What is narcissistic future faking
- Juliette Closson

- 18 minutes ago
- 4 min read

Future faking is a term that has gained attention in recent years, especially in discussions about relationships, narcissism and psychological manipulation. Future faking refers to making promises about a wonderful future that are usually not fulfilled. The promises are used to manipulate and control others.
Future faking can be subtle or overt, and its repetitive effects are damaging. Understanding this concept helps individuals recognize manipulative patterns in their relationships and take steps to protect themselves from emotional harm. If your partner makes promises repeatedly, but you find you are disappointed over and over, as the promises don't materialize, you may be dating a narcissist, or someone with narcissistic traits, who doesn't mind lying in order to manipulate their relationship with you.
What Is Future Faking?
Future faking involves making promises or statements about wonderful future events, plans, or commitments that the person does not intend to keep. This behavior is often seen in personal relationships but can also appear in professional and social contexts or in parasocial relationships.
People who engage in future faking use these false promises to gain trust, affection, or compliance from others. The promises may include plans for marriage, career opportunities, financial support, or lifestyle changes. The key aspect is that these promises are made to manipulate or control, rather than to genuinely commit. Future faking creates an unhealthy relationship dynamic of false hope and co-dependency.

### TASK SET
**A.** According to the article on future faking, why does understanding this concept help individuals? Answer in one to three sentences.
**B.** Answer the following questions using the article on future faking:
(i) Besides personal relationships, in what settings can future faking appear?
(ii) What kinds of promises may future faking include?
(iii) What relationship dynamic does future faking create?
**C.** Translate this sentence from the article on future faking into Spanish: "Future faking refers to making promises about a wonderful future that are usually not fulfilled."

### ENTRIES

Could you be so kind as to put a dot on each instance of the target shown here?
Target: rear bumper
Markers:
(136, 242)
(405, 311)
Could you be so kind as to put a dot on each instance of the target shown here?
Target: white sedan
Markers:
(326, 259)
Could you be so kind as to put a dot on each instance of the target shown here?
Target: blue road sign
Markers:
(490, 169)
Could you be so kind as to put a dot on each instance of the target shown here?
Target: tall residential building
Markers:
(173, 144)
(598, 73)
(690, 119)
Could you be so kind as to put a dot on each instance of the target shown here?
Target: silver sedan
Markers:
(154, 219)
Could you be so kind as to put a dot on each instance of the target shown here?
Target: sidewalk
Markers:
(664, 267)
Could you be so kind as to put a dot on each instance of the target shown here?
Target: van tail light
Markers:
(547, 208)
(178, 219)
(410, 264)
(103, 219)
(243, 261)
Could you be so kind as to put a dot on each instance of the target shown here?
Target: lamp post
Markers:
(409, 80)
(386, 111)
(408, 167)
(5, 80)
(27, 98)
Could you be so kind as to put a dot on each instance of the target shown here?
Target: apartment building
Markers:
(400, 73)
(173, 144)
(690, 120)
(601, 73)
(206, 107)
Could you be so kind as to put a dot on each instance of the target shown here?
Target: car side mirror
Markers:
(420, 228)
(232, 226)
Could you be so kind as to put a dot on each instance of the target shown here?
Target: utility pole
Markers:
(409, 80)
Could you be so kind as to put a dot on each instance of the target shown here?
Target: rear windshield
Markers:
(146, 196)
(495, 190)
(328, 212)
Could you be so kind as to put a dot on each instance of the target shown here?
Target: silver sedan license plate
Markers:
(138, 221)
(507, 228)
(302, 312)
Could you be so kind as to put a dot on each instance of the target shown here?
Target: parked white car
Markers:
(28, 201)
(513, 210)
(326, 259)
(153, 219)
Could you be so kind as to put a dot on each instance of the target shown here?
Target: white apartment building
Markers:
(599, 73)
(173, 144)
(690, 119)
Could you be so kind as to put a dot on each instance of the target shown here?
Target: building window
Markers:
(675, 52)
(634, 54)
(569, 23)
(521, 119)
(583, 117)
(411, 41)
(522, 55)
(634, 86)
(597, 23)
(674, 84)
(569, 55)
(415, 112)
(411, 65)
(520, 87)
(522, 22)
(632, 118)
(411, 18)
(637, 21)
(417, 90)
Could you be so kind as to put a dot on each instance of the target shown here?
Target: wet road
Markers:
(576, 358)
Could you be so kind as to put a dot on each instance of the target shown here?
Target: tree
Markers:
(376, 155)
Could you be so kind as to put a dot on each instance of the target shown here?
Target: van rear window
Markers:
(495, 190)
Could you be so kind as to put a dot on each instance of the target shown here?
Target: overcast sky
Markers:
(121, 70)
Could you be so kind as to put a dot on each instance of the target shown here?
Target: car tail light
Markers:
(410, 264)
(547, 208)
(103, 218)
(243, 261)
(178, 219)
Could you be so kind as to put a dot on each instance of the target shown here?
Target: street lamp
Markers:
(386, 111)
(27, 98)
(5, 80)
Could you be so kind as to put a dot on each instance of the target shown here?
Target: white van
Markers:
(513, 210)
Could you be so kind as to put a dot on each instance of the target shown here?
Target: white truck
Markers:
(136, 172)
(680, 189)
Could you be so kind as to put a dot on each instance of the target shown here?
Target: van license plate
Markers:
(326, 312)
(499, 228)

### THE RESPONSES
**A.** Understanding future faking helps individuals recognize manipulative patterns in their relationships. It also helps them take steps to protect themselves from emotional harm.

**B.**
(i) Professional and social contexts, as well as parasocial relationships.
(ii) Plans for marriage, career opportunities, financial support, or lifestyle changes.
(iii) An unhealthy dynamic of false hope and co-dependency.

**C.** El «future faking» se refiere a hacer promesas sobre un futuro maravilloso que normalmente no se cumplen.